• Objective: Write each line exactly, from the line that holds "Point out the moss" through the final line of the material, and no other line.

^^^^

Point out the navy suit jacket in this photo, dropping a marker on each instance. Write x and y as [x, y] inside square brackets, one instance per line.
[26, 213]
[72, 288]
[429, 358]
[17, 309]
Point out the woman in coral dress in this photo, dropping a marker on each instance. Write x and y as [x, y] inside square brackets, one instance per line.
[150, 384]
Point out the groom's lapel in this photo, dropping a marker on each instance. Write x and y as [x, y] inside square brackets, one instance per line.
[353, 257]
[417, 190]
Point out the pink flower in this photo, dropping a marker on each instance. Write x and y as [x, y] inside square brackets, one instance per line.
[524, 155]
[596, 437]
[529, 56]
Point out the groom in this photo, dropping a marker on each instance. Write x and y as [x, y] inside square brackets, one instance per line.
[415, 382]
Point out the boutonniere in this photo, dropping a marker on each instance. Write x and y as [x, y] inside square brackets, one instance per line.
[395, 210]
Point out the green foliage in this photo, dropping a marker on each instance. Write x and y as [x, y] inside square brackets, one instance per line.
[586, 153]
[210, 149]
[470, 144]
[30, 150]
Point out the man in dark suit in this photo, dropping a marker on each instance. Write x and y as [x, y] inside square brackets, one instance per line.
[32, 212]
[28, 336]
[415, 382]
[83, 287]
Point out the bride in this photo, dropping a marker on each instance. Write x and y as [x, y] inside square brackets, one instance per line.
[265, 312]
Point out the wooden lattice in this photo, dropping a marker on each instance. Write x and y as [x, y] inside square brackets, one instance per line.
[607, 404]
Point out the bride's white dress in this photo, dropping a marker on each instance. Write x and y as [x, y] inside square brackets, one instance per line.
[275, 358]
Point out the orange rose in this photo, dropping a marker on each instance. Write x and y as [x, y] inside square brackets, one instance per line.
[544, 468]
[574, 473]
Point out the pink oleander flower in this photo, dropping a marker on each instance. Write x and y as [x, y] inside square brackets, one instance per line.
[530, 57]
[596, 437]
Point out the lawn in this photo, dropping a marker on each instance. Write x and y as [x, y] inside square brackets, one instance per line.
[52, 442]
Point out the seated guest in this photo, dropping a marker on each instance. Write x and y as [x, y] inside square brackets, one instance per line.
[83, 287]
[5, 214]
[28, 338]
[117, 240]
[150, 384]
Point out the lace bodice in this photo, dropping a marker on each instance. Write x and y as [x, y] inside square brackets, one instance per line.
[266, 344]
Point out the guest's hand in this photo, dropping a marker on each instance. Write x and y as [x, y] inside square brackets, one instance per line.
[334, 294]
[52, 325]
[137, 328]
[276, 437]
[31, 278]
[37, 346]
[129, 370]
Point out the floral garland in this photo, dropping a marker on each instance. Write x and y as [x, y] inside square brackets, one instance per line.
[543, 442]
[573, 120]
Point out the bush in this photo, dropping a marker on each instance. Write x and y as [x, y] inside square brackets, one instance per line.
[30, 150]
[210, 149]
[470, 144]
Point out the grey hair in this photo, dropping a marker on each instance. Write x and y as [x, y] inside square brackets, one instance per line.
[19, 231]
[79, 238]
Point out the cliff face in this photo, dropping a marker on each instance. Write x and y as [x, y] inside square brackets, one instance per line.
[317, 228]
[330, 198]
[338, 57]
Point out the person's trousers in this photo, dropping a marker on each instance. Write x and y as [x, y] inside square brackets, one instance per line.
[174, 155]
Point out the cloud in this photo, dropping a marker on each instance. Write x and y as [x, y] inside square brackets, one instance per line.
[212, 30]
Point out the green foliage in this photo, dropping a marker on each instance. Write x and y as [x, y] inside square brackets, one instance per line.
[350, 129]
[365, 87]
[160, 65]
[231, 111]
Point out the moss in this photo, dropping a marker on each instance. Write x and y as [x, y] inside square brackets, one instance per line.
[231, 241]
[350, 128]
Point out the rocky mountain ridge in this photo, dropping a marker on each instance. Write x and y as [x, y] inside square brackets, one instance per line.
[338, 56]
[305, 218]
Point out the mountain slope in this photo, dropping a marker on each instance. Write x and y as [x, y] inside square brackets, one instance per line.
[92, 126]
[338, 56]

^^^^

• Reply to the exercise:
Point out the moss in this photo, dropping a marker on each instance. Write x and y as [x, y] inside square brackets, one instance per line.
[231, 241]
[350, 128]
Point out the rocky mountain ridge in this photo, dropping a marker on each instance. Write x and y as [x, y] inside square brackets, one instance per line.
[338, 56]
[305, 218]
Point out the mountain slope in this photo, dropping a marker on each instance. Write x and y as [x, y] inside square brackets, one instance per line.
[92, 126]
[338, 56]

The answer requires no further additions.